*Written request:* Rewrite the entries below from the line containing "Target: woman's smiling face" down through the final entry, changing "Tag" to "Mark" and keeping everything else the same.

Data entries
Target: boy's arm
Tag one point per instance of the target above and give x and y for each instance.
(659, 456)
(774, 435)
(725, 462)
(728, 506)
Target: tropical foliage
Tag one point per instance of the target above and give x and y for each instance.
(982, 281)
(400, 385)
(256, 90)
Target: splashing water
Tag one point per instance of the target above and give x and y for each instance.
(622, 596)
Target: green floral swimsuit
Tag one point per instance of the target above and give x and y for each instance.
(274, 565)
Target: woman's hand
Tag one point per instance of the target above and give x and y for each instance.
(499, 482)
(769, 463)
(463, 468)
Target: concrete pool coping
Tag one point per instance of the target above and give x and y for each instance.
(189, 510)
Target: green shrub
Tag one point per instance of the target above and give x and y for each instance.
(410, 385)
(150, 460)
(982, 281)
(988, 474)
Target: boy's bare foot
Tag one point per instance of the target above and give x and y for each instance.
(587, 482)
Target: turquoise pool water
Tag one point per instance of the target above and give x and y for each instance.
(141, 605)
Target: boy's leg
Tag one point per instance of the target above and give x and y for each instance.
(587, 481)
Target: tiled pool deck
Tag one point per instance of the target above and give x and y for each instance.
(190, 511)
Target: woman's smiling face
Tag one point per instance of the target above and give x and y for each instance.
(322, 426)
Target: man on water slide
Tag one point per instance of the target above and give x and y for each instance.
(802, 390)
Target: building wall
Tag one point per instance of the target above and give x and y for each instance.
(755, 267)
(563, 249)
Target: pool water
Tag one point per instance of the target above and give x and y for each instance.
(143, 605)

*Written solution:*
Target: woman's smiling face
Mark one point per instance of the target above and give x and y for each instance.
(322, 426)
Target: man on water slide
Mark one point per instance of the target above and give x and y for each instance.
(802, 390)
Target: building wall
Mark one point per instance of the target above and give x and y for each instance.
(755, 267)
(563, 249)
Target: pool water
Mark one point per instance of the target above and give x and y for each instance.
(143, 605)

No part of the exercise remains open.